(Exercices):
(1) D'après le texte sur la légitime défense des policiers, depuis quelle année les moyens donnés à la police se sont-ils plutôt améliorés ?
(2) Reprenez le texte sur la légitime défense des policiers juste après sa dernière phrase.

(Texte à lire):
┌──

Le contexte aurait-il changé ? Au syndicat Alliance, qui invoque l'aggravation des conditions de travail, nous aimerions rappeler que la réduction drastique des effectifs due à la révision générale des politiques publiques (RGPP), la pression résultant de la politique du chiffre ou l'inégale répartition territoriale des effectifs appartiennent au passé et que, depuis 2012, les moyens alloués à la police se sont plutôt améliorés.

Le contexte médiatique, quant à lui, est assurément particulier. Certes, les attentats survenus début janvier ont représenté pour notre nation un traumatisme considérable et la population a su témoigner à la police toute la reconnaissance qui lui est due. Mais ce n'est pas parce que les policiers tués n'ont pu recourir à la légitime défense qu'ils sont morts : ils ont été tout simplement assassinés. Une loi comme celle que nous examinons n'y aurait pas changé grand-chose.

Cette proposition de loi vise à poser le principe de l'irresponsabilité pénale des policiers, agissant tant comme officiers de police judiciaire qu'en maintien de l'ordre, dans l'exercice de leurs fonctions, et à supprimer les références aux conditions de la légitime défense, qui reposent sur un équilibre entre le danger réel, immédiat, et la qualité de la riposte, marqué par le caractère injustifié de l'atteinte portée à soi-même ou à autrui et par les principes de nécessité, de simultanéité et de proportionnalité.

La proposition de loi instaure ainsi une exception au principe de légitime défense, au bénéfice des policiers et des gendarmes. Elle assouplit les conditions de l'usage de l'arme par les agents et propose l'impunité des policiers et des gendarmes agissant pour leur propre défense en cas de violences ou de voies de fait – jets de pierres, utilisation de fumigènes, coups de feu. Les conditions de la légitime défense sont implicitement maintenues, hormis les principes de nécessité et de proportionnalité. Je vous renvoie au texte pour la liste détaillée des situations envisagées.

└──

(Données fournies):
┌──

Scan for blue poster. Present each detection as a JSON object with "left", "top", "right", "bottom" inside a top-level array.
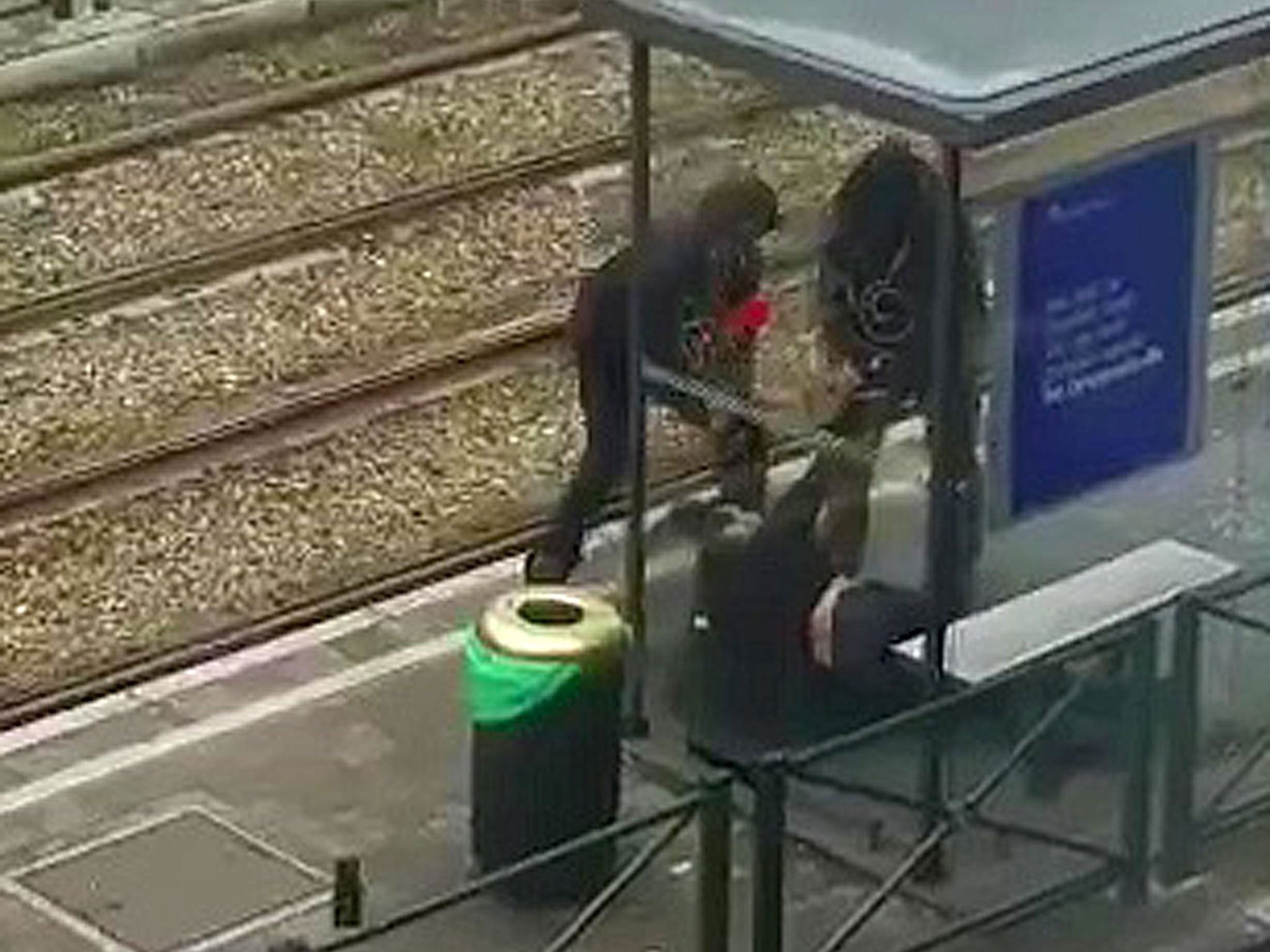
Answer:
[{"left": 1011, "top": 143, "right": 1197, "bottom": 514}]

└──

(Réponses):
(1) Depuis 2012.

(2)
La proposition de loi ne se contente pas d'instaurer une présomption de légitime défense : elle tend aussi à créer un régime d'irresponsabilité, voisin de l'excuse absolutoire, en cas d'usage d'une arme en service. Je doute que la confiance témoignée par la population aux policiers perdure si cette présomption est appliquée et que la police n'a plus à répondre de ses actes.

En outre, le texte est juridiquement périlleux. Dans le droit actuel, la présomption de légitime défense repose sur les circonstances des faits et non sur la qualité de la personne qui en est l'auteur. Ici, au contraire, ce serait la qualité de policier qui ferait présumer la légitime défense. Le Conseil constitutionnel pourrait y voir une atteinte à l'égalité. Un policier est un citoyen comme un autre. Il n'y a rien de choquant à demander à un policier qui fait usage de la force de s'en justifier. De plus, instaurer une présomption générale de légitime défense rendrait très difficile à établir d'éventuelles violences policières illégitimes qui, certes rares, n'en sont pas moins inacceptables dans un État de droit.

En revanche, cette loi serait-elle en vigueur qu'elle ne pourrait faire obstacle à la mise en examen du policier, à cette notification officielle de charges qui ouvre les droits de la défense. L'existence d'une présomption de légitime défense ne peut empêcher les poursuites ni ne change quoi que ce soit à une procédure. C'est à la fin du processus, au stade de l'établissement de la culpabilité, qu'elle entre en compte : c'est le travail du juge d'instruction de rechercher si les circonstances de l'infraction l'établissent ou l'écartent.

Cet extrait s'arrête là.